Take the line that has "man in light" in it and every line after it to the end of the entries, and reproduce them exactly.

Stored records
= = = = =
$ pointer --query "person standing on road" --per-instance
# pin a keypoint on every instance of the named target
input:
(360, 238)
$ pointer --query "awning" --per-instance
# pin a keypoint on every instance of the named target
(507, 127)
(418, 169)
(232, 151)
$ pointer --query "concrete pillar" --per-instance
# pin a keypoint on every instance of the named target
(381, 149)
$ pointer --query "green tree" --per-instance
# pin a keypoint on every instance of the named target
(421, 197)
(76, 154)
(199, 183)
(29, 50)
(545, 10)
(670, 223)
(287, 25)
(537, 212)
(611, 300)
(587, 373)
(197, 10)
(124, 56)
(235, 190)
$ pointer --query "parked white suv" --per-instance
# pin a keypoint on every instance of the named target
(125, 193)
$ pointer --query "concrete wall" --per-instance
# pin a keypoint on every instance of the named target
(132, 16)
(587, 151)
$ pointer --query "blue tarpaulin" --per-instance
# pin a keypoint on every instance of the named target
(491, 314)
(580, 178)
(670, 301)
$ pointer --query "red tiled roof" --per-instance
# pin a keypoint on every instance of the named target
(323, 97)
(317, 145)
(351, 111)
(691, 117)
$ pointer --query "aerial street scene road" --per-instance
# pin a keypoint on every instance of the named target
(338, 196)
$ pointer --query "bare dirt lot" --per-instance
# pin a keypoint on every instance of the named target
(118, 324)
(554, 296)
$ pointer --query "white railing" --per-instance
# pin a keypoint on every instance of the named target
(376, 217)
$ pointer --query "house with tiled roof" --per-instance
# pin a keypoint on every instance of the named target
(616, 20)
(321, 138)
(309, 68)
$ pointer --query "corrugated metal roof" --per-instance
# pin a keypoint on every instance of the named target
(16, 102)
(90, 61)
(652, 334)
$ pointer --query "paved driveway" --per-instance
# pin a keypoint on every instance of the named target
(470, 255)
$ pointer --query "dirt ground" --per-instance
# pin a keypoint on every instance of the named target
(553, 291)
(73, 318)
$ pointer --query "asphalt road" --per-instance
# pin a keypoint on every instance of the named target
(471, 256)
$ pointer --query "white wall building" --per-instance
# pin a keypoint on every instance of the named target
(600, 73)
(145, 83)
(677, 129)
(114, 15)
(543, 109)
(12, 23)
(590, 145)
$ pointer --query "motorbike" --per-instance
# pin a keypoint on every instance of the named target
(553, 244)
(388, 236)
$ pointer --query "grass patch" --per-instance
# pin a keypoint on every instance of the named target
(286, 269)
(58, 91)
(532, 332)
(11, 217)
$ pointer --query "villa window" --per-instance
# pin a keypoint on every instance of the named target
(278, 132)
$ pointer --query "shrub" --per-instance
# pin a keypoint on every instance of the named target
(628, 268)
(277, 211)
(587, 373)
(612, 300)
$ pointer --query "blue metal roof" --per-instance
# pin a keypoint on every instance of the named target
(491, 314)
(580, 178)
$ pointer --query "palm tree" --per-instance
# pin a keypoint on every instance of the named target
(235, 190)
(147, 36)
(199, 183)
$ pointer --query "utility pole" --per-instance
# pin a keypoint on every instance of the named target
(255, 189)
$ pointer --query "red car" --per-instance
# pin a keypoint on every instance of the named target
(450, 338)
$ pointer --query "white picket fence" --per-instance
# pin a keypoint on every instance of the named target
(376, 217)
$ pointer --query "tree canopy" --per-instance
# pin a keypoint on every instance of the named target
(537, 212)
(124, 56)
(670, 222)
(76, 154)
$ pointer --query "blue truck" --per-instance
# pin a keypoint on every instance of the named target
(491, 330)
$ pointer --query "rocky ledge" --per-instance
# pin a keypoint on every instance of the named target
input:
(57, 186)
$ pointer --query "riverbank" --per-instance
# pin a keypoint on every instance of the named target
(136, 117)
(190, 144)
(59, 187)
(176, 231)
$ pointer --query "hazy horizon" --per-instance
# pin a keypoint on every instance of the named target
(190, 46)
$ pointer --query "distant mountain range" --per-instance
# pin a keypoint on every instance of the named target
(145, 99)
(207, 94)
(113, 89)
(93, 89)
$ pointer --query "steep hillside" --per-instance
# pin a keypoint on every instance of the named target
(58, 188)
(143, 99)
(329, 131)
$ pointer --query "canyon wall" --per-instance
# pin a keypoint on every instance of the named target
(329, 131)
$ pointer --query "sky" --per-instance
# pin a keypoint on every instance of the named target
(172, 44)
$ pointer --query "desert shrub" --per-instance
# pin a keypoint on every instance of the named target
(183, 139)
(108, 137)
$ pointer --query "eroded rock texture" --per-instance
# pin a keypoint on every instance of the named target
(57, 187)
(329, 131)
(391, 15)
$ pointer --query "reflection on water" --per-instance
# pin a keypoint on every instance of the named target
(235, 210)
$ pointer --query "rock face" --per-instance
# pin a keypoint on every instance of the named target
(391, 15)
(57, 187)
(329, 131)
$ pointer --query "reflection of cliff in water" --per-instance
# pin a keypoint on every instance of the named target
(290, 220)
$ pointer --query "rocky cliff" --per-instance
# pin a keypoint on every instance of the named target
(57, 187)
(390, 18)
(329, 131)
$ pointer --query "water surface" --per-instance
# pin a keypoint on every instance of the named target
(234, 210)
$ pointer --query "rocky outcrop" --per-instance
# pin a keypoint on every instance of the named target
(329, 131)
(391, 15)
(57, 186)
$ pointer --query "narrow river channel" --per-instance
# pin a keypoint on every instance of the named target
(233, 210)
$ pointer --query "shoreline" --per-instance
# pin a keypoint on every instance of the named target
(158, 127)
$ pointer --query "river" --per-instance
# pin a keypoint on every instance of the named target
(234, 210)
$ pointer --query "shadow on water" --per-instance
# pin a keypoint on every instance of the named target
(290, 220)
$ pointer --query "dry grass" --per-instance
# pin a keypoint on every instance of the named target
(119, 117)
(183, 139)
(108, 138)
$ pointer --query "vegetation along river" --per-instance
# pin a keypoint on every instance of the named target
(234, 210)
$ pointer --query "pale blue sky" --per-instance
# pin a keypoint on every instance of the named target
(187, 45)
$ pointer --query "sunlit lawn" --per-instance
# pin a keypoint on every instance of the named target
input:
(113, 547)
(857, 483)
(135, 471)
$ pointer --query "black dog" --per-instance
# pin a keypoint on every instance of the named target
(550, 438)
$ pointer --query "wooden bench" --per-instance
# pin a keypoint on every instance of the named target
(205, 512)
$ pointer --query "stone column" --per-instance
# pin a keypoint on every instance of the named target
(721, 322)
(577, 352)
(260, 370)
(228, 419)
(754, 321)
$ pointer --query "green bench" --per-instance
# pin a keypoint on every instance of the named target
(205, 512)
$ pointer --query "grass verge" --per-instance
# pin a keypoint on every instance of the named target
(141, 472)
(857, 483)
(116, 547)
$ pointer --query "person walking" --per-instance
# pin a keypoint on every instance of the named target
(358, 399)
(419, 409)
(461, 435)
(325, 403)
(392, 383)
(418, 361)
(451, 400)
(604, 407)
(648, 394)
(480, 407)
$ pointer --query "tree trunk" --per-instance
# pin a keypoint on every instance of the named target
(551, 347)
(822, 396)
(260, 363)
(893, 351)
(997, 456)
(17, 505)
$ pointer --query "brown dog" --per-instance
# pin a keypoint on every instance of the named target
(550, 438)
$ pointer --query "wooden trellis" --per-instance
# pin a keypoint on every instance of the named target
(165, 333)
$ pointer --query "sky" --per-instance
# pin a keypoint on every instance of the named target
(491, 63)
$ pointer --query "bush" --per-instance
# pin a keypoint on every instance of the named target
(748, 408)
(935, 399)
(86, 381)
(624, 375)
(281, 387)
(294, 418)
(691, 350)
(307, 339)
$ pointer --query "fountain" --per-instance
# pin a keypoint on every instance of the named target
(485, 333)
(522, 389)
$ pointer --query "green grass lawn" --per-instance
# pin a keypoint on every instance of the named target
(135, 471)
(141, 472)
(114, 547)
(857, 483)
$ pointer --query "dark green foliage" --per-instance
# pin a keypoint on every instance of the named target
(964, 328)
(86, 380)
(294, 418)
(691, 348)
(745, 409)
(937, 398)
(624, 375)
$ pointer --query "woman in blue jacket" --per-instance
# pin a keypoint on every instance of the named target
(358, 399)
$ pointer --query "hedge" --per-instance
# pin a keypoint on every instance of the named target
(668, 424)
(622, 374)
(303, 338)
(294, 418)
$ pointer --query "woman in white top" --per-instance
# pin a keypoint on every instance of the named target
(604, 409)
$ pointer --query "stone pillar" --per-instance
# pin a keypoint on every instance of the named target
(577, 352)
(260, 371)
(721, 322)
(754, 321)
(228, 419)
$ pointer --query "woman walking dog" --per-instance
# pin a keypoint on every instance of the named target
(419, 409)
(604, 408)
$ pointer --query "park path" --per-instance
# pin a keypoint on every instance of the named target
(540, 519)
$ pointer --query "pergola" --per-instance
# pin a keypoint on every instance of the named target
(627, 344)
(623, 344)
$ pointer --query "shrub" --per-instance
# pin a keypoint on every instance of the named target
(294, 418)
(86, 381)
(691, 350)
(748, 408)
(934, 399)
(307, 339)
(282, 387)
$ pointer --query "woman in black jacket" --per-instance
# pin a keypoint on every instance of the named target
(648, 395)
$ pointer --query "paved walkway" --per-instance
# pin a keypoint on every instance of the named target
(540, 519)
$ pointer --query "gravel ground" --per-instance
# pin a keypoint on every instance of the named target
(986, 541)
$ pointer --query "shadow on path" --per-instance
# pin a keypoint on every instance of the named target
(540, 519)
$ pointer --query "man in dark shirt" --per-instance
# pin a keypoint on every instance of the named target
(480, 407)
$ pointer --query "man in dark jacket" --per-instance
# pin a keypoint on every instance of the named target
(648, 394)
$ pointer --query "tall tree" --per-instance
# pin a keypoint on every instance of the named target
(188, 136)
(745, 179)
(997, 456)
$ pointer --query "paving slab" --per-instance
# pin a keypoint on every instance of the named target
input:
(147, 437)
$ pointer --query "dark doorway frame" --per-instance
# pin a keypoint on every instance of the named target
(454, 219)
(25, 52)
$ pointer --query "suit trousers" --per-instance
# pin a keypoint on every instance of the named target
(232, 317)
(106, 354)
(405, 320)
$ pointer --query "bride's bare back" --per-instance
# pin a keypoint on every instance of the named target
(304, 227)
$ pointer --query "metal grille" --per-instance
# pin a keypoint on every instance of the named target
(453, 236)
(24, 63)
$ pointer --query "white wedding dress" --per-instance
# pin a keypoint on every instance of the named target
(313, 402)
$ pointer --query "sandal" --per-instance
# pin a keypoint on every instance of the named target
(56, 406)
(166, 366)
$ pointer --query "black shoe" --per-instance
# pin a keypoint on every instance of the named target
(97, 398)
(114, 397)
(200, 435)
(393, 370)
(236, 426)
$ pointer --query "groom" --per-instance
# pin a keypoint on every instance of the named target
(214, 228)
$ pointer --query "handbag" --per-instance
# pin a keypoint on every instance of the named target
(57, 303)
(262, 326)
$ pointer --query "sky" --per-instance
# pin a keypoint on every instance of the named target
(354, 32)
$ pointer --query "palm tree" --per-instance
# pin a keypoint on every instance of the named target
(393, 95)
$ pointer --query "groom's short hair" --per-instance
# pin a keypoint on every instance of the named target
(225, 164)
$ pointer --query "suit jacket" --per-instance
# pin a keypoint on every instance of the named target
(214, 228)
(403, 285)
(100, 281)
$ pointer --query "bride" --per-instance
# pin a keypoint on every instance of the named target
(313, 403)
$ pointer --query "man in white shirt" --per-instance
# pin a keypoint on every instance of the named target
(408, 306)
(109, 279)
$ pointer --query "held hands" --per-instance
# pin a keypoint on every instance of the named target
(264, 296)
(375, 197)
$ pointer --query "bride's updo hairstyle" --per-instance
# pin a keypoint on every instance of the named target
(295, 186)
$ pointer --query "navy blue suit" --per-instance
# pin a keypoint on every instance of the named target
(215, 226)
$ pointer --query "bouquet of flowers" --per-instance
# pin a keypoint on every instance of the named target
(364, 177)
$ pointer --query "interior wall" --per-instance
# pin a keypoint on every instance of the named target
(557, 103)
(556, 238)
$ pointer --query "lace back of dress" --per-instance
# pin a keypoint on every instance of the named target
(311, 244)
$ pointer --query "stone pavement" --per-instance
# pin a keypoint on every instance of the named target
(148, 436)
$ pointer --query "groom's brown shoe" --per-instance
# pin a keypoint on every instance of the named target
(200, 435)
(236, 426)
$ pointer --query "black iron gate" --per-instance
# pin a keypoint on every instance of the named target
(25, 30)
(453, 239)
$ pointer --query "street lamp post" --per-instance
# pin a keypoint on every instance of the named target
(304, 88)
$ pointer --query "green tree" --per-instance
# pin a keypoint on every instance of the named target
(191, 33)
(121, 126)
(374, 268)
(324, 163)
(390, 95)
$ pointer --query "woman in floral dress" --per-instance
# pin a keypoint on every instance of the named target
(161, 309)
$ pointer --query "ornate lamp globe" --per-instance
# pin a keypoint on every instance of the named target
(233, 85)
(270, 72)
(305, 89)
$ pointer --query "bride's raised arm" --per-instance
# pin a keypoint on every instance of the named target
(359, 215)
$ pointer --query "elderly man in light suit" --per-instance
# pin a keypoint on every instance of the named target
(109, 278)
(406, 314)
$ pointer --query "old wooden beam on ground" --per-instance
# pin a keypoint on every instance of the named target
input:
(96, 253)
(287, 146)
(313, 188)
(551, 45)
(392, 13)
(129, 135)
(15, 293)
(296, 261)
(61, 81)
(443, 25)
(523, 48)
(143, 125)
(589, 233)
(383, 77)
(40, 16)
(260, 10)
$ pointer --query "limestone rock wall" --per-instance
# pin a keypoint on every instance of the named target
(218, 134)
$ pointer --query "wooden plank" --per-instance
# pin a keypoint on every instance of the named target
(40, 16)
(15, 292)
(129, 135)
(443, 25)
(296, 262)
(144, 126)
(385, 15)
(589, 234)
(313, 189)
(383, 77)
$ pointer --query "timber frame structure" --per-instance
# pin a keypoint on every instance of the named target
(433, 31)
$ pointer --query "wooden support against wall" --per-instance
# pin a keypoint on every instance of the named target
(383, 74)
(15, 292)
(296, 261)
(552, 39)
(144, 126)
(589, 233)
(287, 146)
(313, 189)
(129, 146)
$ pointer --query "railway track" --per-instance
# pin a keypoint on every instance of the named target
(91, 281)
= = = = =
### WRITTEN ANSWER
$ pointer --query "elderly man in light suit" --per-instance
# pin a keypoint on every instance of the named target
(109, 278)
(406, 314)
$ pointer --query "old wooden beam on ground" --per-instance
# pin a keypoint on every instance of the named target
input:
(96, 253)
(287, 146)
(313, 188)
(551, 45)
(392, 13)
(129, 135)
(15, 293)
(296, 261)
(61, 81)
(443, 25)
(523, 48)
(143, 125)
(589, 233)
(383, 77)
(40, 16)
(260, 10)
$ pointer --query "limestone rock wall" --per-instance
# pin a keypoint on every instance of the named target
(218, 134)
$ pointer --query "wooden plank" --per-instance
# pin a keypoint on every instance of the named target
(40, 16)
(15, 292)
(129, 135)
(443, 25)
(296, 262)
(144, 126)
(385, 15)
(589, 234)
(313, 189)
(383, 77)
$ pointer --query "timber frame structure" --per-instance
# pin a keypoint on every instance of the named target
(433, 31)
$ pointer --query "wooden support against wall" --per-instance
# pin a keypoint on every instance of the named target
(383, 74)
(15, 292)
(296, 261)
(552, 39)
(144, 126)
(589, 233)
(287, 146)
(313, 189)
(129, 146)
$ pointer --query "railway track" --per-instance
# pin a keypoint on every instance of the named target
(91, 281)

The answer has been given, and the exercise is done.